Activity: Among the entries below, find the line with "Task: pointing. Mark each instance of the running", then quote it and each following line up to and including the line with "Task: pointing. Mark each instance of the headlight", and nothing else.

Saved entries
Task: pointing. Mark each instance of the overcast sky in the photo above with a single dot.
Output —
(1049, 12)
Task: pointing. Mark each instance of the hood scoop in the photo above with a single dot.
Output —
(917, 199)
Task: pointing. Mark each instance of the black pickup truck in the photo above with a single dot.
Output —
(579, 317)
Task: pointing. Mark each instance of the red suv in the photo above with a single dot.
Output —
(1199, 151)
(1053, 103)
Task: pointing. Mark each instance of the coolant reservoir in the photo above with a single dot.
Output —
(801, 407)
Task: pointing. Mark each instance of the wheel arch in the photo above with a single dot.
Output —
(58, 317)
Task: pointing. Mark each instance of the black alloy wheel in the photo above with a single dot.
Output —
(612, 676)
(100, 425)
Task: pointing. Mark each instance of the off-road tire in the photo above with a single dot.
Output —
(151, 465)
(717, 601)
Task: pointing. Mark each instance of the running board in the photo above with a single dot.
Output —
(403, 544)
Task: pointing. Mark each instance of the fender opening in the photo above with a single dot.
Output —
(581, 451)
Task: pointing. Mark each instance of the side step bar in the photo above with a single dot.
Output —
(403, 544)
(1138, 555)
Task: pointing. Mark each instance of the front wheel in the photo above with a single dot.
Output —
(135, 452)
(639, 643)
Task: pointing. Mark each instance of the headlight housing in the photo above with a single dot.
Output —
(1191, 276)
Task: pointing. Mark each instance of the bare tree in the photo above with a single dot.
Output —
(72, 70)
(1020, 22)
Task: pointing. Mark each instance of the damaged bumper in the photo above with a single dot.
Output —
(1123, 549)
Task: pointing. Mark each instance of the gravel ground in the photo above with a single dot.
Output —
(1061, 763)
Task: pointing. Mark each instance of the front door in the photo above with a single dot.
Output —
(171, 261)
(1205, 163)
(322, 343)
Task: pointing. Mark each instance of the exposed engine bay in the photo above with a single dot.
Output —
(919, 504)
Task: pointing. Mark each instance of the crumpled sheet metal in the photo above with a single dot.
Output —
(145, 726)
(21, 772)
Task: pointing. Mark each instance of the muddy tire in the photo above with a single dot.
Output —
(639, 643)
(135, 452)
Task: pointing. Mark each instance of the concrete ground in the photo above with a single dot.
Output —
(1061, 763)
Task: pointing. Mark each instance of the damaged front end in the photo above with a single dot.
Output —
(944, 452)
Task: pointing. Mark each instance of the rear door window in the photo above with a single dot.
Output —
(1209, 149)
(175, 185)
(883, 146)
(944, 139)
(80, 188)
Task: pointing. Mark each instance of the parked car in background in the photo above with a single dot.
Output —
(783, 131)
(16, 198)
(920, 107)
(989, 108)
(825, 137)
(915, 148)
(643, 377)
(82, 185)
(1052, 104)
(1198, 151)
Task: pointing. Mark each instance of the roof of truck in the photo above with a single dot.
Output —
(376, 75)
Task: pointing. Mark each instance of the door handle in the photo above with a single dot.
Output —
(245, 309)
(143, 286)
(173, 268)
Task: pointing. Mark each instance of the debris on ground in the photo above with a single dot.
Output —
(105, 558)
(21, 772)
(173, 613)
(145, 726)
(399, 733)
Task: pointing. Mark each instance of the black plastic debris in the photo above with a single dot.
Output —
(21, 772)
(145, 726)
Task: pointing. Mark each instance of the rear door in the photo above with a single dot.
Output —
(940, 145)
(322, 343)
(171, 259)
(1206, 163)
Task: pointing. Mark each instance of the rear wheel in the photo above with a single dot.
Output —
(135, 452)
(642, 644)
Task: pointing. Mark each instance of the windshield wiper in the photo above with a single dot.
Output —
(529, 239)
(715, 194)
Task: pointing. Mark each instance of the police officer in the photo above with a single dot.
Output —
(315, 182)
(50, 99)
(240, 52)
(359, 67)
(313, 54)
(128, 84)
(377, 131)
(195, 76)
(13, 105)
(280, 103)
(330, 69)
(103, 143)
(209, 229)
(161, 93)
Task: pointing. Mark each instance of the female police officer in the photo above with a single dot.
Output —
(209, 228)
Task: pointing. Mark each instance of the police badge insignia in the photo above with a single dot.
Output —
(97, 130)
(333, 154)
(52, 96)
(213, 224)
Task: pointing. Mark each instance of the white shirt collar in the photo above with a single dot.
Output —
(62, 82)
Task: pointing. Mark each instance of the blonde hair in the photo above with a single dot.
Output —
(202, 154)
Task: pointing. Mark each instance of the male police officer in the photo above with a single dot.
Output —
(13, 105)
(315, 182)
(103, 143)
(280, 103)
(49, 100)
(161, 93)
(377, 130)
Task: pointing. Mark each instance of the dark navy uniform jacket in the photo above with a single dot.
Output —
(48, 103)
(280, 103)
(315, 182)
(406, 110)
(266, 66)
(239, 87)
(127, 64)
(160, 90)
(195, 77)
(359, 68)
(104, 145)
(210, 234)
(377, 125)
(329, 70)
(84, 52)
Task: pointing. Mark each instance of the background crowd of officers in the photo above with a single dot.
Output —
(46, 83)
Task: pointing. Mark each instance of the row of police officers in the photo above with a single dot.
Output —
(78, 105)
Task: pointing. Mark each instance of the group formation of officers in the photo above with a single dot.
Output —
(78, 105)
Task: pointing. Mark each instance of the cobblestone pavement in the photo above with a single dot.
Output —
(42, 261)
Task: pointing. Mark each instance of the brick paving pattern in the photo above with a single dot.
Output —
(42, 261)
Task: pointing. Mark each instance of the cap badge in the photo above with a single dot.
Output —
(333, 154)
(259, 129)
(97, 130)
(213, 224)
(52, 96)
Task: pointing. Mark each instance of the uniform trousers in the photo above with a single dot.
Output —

...

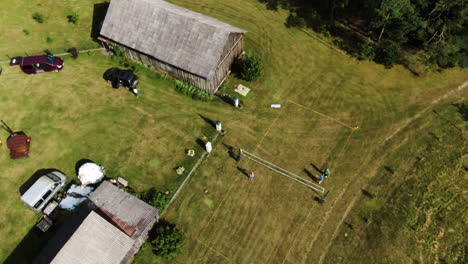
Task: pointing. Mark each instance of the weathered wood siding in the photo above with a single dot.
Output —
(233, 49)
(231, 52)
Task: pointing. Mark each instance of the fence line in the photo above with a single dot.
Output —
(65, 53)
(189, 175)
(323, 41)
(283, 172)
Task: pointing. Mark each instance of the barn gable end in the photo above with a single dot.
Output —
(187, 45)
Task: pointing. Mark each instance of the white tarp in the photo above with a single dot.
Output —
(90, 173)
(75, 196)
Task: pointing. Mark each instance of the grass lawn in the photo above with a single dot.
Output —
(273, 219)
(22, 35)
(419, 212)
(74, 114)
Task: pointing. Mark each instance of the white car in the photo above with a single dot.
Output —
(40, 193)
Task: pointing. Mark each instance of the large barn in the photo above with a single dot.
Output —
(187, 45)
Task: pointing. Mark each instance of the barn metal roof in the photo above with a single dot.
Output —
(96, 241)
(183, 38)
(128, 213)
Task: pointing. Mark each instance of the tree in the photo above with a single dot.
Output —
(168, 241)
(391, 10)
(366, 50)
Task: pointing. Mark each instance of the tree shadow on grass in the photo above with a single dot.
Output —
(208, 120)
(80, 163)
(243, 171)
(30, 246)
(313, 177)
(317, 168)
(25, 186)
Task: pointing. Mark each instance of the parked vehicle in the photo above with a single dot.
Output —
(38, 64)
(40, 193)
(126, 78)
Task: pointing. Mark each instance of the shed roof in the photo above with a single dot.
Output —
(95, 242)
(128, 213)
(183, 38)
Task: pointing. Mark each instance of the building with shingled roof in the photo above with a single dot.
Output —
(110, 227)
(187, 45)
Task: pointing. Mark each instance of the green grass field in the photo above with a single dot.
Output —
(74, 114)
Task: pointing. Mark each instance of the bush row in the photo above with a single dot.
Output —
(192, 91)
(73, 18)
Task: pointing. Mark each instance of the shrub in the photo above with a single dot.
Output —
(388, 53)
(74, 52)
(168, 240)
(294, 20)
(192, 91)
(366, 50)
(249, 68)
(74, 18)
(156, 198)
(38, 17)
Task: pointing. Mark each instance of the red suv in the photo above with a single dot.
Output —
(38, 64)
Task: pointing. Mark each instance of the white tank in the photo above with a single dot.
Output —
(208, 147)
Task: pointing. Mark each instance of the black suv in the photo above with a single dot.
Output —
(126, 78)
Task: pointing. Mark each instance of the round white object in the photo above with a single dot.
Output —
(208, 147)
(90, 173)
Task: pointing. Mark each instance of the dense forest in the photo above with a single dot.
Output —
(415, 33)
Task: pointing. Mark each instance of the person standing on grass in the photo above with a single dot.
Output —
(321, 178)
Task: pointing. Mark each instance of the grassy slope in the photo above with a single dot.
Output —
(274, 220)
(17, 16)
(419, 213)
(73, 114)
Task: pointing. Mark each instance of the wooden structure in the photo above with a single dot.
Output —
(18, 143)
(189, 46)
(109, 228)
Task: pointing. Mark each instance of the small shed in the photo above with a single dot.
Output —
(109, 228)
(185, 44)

Response area:
Task: pointing. Mark each instance of the running board in the photo above with a single dot.
Output —
(403, 544)
Task: pointing. Mark each instance of the fender opening in the photo above with a single dot.
Output —
(581, 451)
Task: pointing. Mark each instance of the side step bar in the photo above with a single dot.
Output —
(403, 544)
(1138, 555)
Task: pointing. Mark each instance of the front wheel in the photo above with a single dot.
Output —
(135, 452)
(639, 643)
Task: pointing. Mark each instance of the headlight housing in the photo above with a single dot.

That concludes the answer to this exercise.